- **Task to complete**
Reproduce the lines verbatim from the beginning of the rows through the line containing "Draw the outline of every instance of the pink", with both ends included.

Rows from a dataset
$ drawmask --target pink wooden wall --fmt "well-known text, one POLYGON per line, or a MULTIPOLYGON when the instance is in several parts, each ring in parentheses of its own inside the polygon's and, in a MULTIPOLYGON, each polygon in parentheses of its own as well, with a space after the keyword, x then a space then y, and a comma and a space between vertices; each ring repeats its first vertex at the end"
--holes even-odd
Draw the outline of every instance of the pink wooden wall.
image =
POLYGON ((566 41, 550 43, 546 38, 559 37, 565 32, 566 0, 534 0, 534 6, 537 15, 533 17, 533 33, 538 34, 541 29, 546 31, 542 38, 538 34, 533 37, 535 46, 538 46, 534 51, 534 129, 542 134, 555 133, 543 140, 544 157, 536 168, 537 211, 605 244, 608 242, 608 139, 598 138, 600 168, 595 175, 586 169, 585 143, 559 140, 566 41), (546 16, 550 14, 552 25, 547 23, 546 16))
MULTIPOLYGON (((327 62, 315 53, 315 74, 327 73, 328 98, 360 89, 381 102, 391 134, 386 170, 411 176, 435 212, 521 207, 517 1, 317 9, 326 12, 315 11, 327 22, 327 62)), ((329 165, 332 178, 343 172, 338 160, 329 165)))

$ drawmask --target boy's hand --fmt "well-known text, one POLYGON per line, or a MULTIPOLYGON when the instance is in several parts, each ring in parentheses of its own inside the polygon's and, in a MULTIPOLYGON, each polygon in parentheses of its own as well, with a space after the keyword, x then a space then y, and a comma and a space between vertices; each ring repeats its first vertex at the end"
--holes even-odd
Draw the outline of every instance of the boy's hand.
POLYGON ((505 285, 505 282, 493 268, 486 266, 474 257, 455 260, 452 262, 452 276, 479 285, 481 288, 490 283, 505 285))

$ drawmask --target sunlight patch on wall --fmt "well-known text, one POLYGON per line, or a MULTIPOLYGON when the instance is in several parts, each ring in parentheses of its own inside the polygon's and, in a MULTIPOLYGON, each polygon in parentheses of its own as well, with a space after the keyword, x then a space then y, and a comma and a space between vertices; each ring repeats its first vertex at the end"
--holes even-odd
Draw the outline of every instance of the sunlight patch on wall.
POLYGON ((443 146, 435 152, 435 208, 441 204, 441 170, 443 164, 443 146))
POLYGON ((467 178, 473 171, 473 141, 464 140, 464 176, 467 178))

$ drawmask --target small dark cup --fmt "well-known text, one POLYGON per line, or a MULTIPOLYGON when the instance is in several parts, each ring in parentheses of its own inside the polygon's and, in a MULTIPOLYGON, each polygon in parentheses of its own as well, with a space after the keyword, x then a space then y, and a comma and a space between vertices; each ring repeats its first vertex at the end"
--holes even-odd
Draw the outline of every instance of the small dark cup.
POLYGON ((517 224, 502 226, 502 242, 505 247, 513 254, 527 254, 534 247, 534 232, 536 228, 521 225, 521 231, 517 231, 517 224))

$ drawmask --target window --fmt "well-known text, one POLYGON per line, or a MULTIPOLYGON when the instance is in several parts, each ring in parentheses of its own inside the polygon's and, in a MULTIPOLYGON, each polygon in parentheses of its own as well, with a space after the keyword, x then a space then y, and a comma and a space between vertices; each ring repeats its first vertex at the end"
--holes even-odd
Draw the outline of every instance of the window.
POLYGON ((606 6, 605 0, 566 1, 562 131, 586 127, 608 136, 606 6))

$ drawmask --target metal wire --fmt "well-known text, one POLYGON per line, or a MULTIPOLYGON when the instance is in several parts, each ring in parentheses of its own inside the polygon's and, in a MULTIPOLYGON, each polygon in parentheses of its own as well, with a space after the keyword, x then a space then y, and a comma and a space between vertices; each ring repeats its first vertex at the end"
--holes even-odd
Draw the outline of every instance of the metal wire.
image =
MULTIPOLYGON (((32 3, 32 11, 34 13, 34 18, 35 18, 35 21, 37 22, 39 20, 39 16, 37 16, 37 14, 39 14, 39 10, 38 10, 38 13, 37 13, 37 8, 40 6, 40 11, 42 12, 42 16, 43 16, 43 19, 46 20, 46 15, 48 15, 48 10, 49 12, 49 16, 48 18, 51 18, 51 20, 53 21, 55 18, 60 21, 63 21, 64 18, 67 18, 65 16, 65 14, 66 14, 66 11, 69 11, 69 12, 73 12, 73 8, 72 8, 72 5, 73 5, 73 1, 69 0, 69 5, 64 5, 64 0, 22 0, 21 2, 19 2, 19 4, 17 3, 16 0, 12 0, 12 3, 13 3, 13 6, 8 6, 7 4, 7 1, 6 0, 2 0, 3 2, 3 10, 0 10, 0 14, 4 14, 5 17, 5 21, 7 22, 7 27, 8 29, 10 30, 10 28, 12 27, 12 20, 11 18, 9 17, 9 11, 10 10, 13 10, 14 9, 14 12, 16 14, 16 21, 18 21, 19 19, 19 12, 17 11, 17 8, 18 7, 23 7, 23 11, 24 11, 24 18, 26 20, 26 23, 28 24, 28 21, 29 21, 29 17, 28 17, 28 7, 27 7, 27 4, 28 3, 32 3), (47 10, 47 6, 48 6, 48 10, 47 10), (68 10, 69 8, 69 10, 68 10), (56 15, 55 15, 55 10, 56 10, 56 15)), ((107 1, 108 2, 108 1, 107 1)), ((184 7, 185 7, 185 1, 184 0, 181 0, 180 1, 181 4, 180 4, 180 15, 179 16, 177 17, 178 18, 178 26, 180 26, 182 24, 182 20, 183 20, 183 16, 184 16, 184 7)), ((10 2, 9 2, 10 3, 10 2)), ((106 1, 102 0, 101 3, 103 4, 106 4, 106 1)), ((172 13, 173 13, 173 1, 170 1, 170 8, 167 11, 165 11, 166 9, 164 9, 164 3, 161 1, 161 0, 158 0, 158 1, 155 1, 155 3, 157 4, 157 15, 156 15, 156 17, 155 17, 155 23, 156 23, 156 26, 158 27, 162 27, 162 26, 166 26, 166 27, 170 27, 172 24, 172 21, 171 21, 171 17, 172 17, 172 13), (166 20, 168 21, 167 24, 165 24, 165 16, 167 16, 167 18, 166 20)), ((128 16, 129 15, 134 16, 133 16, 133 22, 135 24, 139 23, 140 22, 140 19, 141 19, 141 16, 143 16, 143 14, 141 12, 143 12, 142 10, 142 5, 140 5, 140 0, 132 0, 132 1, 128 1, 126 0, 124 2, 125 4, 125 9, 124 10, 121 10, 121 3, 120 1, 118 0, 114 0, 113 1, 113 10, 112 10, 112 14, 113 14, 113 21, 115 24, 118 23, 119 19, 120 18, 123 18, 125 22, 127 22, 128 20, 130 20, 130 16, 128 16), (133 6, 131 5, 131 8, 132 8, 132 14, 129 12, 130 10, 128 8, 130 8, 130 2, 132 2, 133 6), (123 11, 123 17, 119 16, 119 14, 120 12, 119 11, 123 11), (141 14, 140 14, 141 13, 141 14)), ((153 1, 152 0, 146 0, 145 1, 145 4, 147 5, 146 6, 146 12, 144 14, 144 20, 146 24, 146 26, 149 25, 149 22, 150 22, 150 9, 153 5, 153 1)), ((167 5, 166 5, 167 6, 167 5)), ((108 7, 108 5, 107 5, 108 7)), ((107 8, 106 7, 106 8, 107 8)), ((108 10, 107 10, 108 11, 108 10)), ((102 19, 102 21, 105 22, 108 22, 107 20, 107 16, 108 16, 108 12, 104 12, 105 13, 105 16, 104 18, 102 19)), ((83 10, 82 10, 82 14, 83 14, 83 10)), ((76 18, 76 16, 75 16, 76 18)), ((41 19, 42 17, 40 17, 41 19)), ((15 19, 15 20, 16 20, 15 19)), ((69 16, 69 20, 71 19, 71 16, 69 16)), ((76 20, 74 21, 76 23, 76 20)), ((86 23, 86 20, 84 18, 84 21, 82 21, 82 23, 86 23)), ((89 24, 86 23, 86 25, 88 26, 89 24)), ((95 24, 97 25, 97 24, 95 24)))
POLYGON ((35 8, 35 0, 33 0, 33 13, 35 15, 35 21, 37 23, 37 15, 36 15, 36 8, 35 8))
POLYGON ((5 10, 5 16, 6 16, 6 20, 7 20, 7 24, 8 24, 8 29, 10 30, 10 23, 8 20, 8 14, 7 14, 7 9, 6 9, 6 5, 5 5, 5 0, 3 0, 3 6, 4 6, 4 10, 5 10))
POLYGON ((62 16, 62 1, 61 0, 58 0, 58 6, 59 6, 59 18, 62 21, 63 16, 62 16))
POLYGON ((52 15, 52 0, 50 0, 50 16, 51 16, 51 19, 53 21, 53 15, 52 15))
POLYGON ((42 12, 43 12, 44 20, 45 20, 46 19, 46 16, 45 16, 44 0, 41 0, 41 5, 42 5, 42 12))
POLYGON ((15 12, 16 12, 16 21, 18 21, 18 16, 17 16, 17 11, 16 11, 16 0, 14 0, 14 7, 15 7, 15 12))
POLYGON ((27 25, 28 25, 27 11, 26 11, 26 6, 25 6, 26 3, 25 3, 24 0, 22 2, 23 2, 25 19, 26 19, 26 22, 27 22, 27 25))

- **The result**
$ drawmask --target pink wooden wall --fmt "well-known text, one POLYGON per line, or a MULTIPOLYGON when the instance is in several parts, each ring in parentheses of its own inside the polygon's and, in a MULTIPOLYGON, each polygon in parentheses of its own as well, with a space after the keyword, x then a space then y, and a comma and a space between vertices; each ring repeats its first vertex at the end"
--holes even-odd
Draw the outline of every instance of the pink wooden wall.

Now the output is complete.